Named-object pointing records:
• • • • •
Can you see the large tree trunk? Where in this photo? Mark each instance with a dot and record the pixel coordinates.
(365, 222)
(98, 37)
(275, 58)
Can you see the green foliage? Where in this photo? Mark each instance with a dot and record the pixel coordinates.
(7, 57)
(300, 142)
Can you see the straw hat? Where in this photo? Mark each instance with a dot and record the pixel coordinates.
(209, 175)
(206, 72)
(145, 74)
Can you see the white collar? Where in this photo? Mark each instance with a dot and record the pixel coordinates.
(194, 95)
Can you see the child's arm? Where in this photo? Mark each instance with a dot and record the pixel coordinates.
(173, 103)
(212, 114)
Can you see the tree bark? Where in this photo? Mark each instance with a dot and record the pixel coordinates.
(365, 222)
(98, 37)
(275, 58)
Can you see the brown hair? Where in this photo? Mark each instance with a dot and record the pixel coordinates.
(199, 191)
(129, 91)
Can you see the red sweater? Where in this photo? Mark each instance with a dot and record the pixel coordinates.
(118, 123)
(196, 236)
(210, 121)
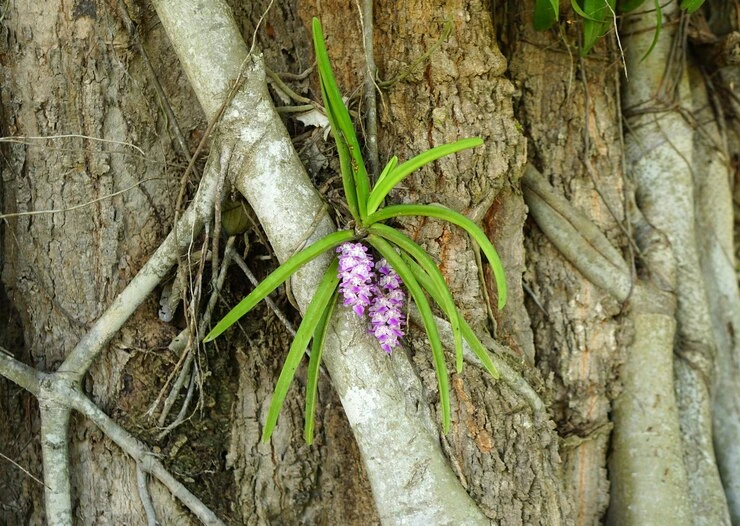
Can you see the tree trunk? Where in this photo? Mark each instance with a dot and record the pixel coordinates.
(101, 117)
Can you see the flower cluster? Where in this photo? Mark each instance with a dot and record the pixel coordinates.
(356, 276)
(380, 290)
(386, 312)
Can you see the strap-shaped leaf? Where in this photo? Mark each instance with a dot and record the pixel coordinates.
(545, 14)
(314, 362)
(658, 28)
(475, 345)
(594, 24)
(278, 276)
(306, 331)
(387, 251)
(398, 174)
(442, 212)
(577, 8)
(353, 167)
(691, 5)
(436, 280)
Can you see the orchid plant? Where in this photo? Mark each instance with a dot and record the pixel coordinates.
(365, 284)
(598, 15)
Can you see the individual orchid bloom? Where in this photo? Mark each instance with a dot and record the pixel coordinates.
(386, 311)
(355, 276)
(377, 290)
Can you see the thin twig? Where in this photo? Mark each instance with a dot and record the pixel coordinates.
(146, 498)
(282, 86)
(81, 205)
(254, 281)
(164, 100)
(371, 114)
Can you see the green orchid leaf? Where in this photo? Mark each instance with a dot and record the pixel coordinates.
(398, 174)
(353, 166)
(278, 276)
(582, 13)
(436, 280)
(468, 335)
(386, 250)
(388, 167)
(691, 5)
(314, 362)
(315, 311)
(658, 27)
(545, 14)
(441, 212)
(594, 26)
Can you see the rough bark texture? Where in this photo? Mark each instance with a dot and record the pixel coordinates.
(569, 109)
(505, 457)
(78, 73)
(72, 73)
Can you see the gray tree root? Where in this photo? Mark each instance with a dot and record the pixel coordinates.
(659, 151)
(410, 476)
(647, 474)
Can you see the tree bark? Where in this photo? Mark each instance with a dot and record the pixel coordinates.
(102, 105)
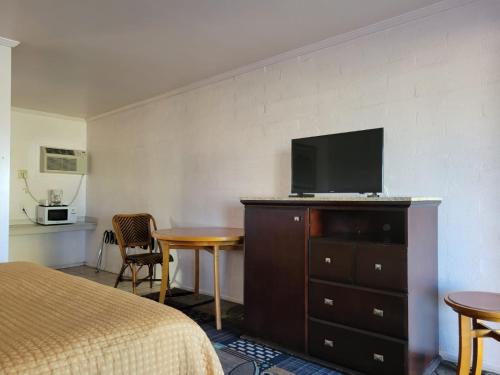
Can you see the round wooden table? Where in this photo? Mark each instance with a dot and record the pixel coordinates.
(210, 239)
(472, 307)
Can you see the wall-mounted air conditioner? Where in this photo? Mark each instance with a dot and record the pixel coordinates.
(60, 160)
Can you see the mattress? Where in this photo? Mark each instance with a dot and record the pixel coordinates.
(54, 323)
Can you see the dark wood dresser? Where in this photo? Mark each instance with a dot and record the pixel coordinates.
(352, 282)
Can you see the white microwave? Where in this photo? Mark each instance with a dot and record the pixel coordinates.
(49, 215)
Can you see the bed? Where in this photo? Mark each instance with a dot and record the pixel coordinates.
(54, 323)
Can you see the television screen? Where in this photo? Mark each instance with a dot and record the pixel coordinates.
(338, 163)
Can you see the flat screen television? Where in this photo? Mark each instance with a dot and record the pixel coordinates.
(338, 163)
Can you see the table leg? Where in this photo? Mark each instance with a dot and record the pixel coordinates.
(197, 271)
(464, 327)
(477, 351)
(218, 319)
(164, 271)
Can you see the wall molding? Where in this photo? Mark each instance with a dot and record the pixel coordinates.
(402, 19)
(8, 42)
(46, 114)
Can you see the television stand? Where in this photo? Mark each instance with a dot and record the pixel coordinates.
(301, 195)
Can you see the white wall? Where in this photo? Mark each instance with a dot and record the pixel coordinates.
(5, 74)
(30, 130)
(433, 84)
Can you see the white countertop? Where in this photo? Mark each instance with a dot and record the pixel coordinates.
(30, 228)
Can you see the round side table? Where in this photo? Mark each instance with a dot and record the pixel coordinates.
(472, 309)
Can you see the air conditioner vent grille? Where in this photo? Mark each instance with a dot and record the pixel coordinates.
(56, 160)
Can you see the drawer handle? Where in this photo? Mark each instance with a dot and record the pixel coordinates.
(378, 312)
(328, 343)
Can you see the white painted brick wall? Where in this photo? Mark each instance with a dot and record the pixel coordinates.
(433, 84)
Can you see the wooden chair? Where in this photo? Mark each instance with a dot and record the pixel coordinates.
(472, 309)
(134, 231)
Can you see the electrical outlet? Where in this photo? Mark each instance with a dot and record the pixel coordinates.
(22, 173)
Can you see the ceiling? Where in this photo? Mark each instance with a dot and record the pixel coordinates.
(84, 58)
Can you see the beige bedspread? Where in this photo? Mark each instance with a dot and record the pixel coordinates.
(53, 323)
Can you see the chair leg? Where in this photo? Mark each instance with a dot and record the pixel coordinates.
(477, 352)
(464, 325)
(119, 278)
(150, 267)
(134, 277)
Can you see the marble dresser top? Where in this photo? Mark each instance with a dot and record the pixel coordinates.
(345, 199)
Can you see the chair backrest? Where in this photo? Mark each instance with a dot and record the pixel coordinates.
(133, 230)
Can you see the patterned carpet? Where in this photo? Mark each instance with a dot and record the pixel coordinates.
(240, 356)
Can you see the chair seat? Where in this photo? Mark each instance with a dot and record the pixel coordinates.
(145, 258)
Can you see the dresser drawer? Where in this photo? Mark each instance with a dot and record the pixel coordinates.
(377, 312)
(381, 266)
(331, 260)
(364, 352)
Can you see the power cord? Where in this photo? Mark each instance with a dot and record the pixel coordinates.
(37, 201)
(27, 190)
(28, 216)
(77, 190)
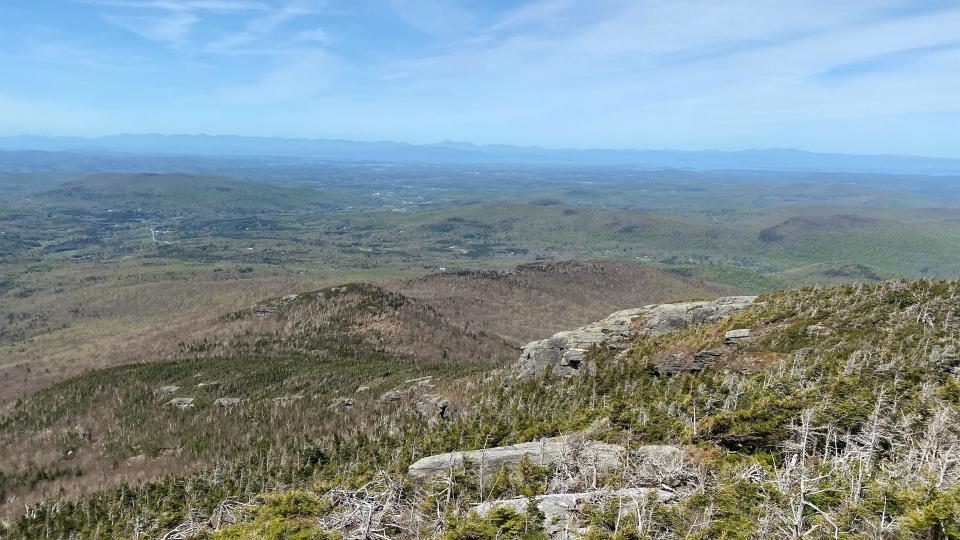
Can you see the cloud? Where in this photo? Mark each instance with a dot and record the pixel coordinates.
(183, 5)
(263, 27)
(300, 79)
(170, 28)
(317, 35)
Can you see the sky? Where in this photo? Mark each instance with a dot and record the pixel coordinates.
(855, 76)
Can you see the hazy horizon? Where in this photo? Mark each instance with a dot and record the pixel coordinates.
(866, 77)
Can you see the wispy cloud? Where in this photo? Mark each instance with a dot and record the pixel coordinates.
(300, 79)
(263, 27)
(168, 28)
(562, 72)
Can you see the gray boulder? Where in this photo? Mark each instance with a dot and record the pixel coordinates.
(181, 403)
(565, 351)
(563, 511)
(734, 336)
(546, 452)
(165, 391)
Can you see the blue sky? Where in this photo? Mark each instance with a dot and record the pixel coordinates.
(862, 76)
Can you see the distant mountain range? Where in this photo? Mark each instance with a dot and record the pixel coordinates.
(460, 152)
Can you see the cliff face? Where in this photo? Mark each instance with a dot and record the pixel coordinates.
(564, 352)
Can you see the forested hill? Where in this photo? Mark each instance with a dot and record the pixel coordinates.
(819, 412)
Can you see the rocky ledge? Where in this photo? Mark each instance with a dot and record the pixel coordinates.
(565, 351)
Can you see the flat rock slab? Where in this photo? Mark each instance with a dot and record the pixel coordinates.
(562, 511)
(181, 403)
(565, 352)
(546, 452)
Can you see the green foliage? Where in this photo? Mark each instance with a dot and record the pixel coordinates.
(938, 517)
(500, 522)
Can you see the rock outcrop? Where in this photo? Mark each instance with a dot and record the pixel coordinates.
(565, 352)
(603, 456)
(563, 512)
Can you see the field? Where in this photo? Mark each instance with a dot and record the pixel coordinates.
(232, 282)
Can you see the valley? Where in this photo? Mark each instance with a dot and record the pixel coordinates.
(163, 328)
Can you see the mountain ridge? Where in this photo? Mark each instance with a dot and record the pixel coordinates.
(464, 152)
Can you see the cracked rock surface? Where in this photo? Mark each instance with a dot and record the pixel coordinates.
(565, 351)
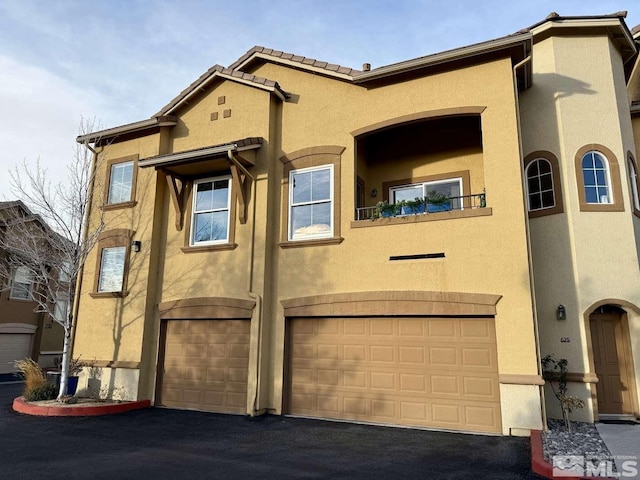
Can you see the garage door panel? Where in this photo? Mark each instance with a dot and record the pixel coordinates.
(205, 365)
(399, 377)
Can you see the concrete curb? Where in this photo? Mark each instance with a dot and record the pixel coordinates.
(538, 463)
(21, 406)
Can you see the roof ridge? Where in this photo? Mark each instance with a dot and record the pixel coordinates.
(292, 57)
(264, 82)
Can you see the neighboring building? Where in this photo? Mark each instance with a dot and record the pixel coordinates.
(24, 333)
(245, 269)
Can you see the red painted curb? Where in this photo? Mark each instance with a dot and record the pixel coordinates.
(538, 463)
(20, 406)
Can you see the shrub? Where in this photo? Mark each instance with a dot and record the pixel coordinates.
(32, 374)
(46, 391)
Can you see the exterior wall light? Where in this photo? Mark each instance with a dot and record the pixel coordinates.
(561, 313)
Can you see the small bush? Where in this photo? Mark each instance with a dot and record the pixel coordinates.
(46, 391)
(31, 372)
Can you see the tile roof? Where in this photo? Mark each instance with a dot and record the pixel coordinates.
(219, 70)
(331, 68)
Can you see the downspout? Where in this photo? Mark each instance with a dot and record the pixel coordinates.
(250, 292)
(534, 308)
(78, 289)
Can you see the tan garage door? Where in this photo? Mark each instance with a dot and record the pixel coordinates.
(432, 372)
(205, 365)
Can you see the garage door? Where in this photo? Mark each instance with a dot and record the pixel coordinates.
(13, 346)
(205, 365)
(430, 372)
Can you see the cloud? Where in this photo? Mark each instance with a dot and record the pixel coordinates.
(41, 115)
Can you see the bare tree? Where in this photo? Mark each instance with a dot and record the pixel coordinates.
(48, 235)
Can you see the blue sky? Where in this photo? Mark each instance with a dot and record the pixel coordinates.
(121, 61)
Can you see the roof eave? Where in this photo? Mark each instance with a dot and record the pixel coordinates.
(136, 127)
(448, 56)
(180, 157)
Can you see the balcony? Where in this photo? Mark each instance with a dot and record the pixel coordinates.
(422, 206)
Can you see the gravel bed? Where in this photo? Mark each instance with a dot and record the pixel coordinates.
(584, 440)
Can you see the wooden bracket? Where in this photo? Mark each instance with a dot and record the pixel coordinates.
(177, 191)
(241, 184)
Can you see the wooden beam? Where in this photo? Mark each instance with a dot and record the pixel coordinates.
(177, 197)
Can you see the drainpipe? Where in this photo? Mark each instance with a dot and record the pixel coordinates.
(529, 255)
(250, 292)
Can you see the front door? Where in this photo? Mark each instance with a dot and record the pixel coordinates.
(610, 356)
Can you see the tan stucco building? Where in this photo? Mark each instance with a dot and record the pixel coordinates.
(253, 259)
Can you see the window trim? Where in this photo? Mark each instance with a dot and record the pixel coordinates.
(634, 184)
(188, 216)
(615, 186)
(307, 158)
(557, 183)
(13, 281)
(134, 180)
(290, 235)
(119, 237)
(193, 213)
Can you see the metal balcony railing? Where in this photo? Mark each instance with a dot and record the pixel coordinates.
(477, 200)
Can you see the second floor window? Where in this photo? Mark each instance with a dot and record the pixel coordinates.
(211, 208)
(112, 264)
(311, 203)
(120, 183)
(21, 284)
(595, 175)
(540, 188)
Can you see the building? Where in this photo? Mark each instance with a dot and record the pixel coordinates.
(248, 267)
(24, 332)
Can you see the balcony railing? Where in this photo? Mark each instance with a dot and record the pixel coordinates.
(477, 200)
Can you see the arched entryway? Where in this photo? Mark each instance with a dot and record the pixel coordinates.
(612, 361)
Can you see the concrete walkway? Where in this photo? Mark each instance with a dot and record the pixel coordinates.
(623, 441)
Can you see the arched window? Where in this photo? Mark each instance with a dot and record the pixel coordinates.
(542, 183)
(633, 181)
(598, 179)
(595, 178)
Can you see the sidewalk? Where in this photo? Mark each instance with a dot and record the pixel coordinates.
(623, 441)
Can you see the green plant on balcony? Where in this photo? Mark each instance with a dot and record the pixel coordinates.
(437, 202)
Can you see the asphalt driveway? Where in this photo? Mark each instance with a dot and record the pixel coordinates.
(170, 444)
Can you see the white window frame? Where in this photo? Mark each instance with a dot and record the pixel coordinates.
(607, 169)
(28, 276)
(633, 178)
(194, 212)
(110, 199)
(330, 200)
(553, 186)
(120, 270)
(425, 188)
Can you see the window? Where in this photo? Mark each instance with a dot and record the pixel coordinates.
(542, 184)
(311, 203)
(598, 179)
(595, 177)
(540, 187)
(120, 182)
(633, 180)
(112, 269)
(21, 284)
(451, 187)
(211, 207)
• • • • •
* [TASK TO COMPLETE] Please retype, exactly as written, every line from the line containing "Can you see the tan stucco" through the last line of the records above, including both of those lines, and nothing else.

* [OUTPUT FOR THIS EXERCISE]
Can you see the tan stucco building? Where in this photo? Mark each instance with a dot and record the pixel coordinates.
(253, 259)
Can you see the window trim? Where in this photo? Mark each instance with a dot and record the pixel coordinates.
(634, 184)
(188, 216)
(615, 186)
(307, 158)
(557, 183)
(13, 281)
(134, 180)
(290, 235)
(119, 237)
(193, 213)
Can you see the metal balcony railing? Where in this photo? Mark each instance with a dot and record the pixel coordinates.
(477, 200)
Can you see the second floor window? Where in this photo? Mark each instance with a dot and record the pixel coordinates.
(211, 208)
(112, 264)
(311, 203)
(120, 183)
(21, 284)
(595, 175)
(540, 188)
Can you see the building? Where in this photo? Mark each instance with a dot and record the pixel coordinates.
(248, 267)
(24, 332)
Can you see the balcony railing? Where in this photo? Mark each instance with a dot and record the pixel coordinates.
(477, 200)
Can you see the arched entryway? Where in this photo? Mark each instance with a dot and record the pixel coordinates.
(612, 361)
Can you see the concrete walkway? Where in this photo? Mark each instance with a dot and record the pixel coordinates.
(623, 441)
Can you see the arched window? Where in this photo? Mark each instance with a dot and record the pixel coordinates.
(542, 183)
(633, 181)
(598, 179)
(595, 178)
Can you see the sidewalk? Where in this photo? Mark each instance with a dot and record the pixel coordinates.
(623, 441)
Can you see the green plant on balcony? Where in this photo? Mark each instance with a dot and record the pixel coordinates.
(437, 202)
Can you see the asphalt driveway? Where in this photo? Mark each instance with a dot and record the pixel coordinates.
(170, 444)
Can you see the white window frame? Where in this photo? Mark each instance with a dot and record the pixel coordinates.
(607, 169)
(28, 276)
(633, 178)
(194, 212)
(110, 199)
(330, 200)
(553, 186)
(120, 270)
(425, 188)
Can you see the window? Where in this photo? Mark each instance with a dot and record the pixel coordinates.
(542, 184)
(311, 203)
(598, 179)
(595, 177)
(540, 187)
(120, 182)
(633, 180)
(112, 269)
(21, 284)
(451, 187)
(211, 207)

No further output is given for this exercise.